* Exercise requirements: Give back all the data below exactly as it is shown.

Natural language region descriptions
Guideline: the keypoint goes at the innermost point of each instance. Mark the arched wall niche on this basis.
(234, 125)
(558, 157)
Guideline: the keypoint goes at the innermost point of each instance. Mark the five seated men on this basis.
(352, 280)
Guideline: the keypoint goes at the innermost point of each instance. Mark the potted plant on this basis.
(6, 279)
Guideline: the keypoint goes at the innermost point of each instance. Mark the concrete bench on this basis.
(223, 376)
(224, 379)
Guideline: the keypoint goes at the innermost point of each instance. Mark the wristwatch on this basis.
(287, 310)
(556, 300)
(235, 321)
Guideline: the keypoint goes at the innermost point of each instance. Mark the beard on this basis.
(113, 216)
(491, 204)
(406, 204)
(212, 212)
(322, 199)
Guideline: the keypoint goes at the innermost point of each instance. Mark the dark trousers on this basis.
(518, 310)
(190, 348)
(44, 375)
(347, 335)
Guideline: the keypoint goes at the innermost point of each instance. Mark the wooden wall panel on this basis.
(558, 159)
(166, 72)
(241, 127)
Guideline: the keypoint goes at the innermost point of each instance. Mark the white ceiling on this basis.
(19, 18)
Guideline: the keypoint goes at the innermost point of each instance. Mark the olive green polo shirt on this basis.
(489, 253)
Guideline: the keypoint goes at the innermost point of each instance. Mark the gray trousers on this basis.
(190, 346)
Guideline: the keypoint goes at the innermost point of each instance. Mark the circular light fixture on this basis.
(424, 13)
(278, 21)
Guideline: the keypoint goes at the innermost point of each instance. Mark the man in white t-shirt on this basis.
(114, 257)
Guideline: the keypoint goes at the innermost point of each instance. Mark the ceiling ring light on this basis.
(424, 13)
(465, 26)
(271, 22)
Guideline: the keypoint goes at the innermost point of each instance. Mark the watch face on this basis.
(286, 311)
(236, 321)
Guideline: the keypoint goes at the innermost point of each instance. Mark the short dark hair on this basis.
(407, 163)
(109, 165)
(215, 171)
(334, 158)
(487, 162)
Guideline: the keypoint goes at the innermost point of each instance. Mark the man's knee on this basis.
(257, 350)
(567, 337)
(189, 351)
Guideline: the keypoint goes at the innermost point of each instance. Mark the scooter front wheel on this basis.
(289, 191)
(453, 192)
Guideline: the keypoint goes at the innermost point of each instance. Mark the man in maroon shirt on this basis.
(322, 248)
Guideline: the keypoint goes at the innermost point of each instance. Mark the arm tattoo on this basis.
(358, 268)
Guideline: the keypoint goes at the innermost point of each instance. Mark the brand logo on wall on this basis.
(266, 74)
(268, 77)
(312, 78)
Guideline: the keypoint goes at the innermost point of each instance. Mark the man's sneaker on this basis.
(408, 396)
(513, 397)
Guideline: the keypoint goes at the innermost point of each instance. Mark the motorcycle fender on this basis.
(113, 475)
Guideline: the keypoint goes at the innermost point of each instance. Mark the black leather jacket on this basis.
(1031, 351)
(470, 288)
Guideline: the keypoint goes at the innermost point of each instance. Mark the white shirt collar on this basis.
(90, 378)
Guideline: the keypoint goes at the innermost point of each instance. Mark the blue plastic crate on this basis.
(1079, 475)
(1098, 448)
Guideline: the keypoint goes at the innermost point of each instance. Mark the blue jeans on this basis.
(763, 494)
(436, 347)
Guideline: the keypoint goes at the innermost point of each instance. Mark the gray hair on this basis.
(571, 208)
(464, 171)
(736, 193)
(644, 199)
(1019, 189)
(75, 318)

* Output of the exercise:
Guideline: the keypoint goes at the innermost point of each instance. Mark the arched wall niche on this basis.
(234, 125)
(558, 157)
Guideline: the keypoint goes at the innermost point of each instance. Mark the five seated men on this basis.
(352, 280)
Guideline: the keypoint goes at the innermost point of each instance. Mark the potted plant on this basis.
(6, 279)
Guideline: the keypoint goes at the innermost point of each instance. Mark the concrete bench on this basis.
(223, 376)
(224, 379)
Guideline: the keypoint goes at the innermost point of each instance. Mark the wristwatch on this basis.
(287, 310)
(556, 300)
(235, 321)
Guideline: the keypoint goes at the innermost point of each instance. Mark the beard on this basis.
(113, 216)
(491, 204)
(406, 204)
(212, 212)
(322, 199)
Guideline: the keypoint goes at the innermost point of each instance. Mark the dark trousers on this basis.
(518, 310)
(190, 348)
(44, 375)
(347, 335)
Guideline: the keypoint goes at the innermost point of each instance. Mark the wooden wall panel on this basis.
(558, 159)
(166, 72)
(241, 127)
Guideline: the keypoint goes at the innermost point of each instance. Mark the white ceiling on this basis.
(19, 18)
Guideline: the keypoint goes at the innermost point of each instance. Mark the olive green polo shirt on this basis.
(489, 253)
Guideline: the keypoint goes at the innermost point of each instance. Mark the gray trousers on this basis.
(190, 346)
Guideline: the keypoint goes at the innermost point of each instance. Mark the circular light fixture on this basis.
(424, 13)
(278, 21)
Guideline: the keypoint goes at the innermost point of each instance. Mark the man in white t-shirt on this basis.
(114, 257)
Guideline: the keypoint goes at the innermost point of each instance. Mark the ceiling ring light on this basis.
(424, 13)
(465, 26)
(271, 22)
Guideline: the keypoint goes at the innermost point of each instance. Mark the watch face on this basis.
(286, 311)
(236, 321)
Guideline: the keypoint goes at the innermost point of each instance. Mark the short dark hair on this basis.
(407, 163)
(109, 165)
(215, 171)
(334, 158)
(487, 162)
Guideline: the keypoint goes at the innermost point of each instance. Mark the man's knee on this basis.
(257, 350)
(567, 337)
(189, 351)
Guideline: the keypoint goes at the innermost point of each instance. Mark the scooter front wheel on this basis.
(289, 191)
(453, 192)
Guideline: the keypoint goes at the innermost point of each instance. Mark the man in maroon shirt on this basis.
(322, 248)
Guideline: the keypoint goes at the innermost point of each instance. Mark the arm tattoo on this basis.
(358, 268)
Guideline: the keypoint goes at the innermost point of each instance. Mark the brand logo on wall on this basis.
(266, 74)
(268, 77)
(312, 78)
Guideline: the keypoint goes at the innermost point of each instance. Mark the man's sneaker on this basis.
(408, 396)
(513, 397)
Guideline: the keypoint goes at the innermost point of each instance. Mark the motorcycle fender on this basis.
(113, 475)
Guideline: the keypoint goes at the innermost point of each instance. Mark the black leather jacket on this basis.
(1031, 351)
(470, 288)
Guideline: the keypoint goes at the innermost point of each instance. Mark the white shirt collar on this basis.
(90, 378)
Guideline: the keypoint goes at the innermost point of each instance. Mark the blue plastic crate on this basis.
(1079, 475)
(1098, 448)
Guideline: the keypoint goes at the innermost point of each instance. Mark the blue jeans on this basis.
(763, 494)
(436, 347)
Guideline: the keypoint goes at the innermost point of each instance. Mark the gray hair on this basis.
(571, 208)
(464, 171)
(736, 193)
(644, 199)
(1019, 189)
(75, 318)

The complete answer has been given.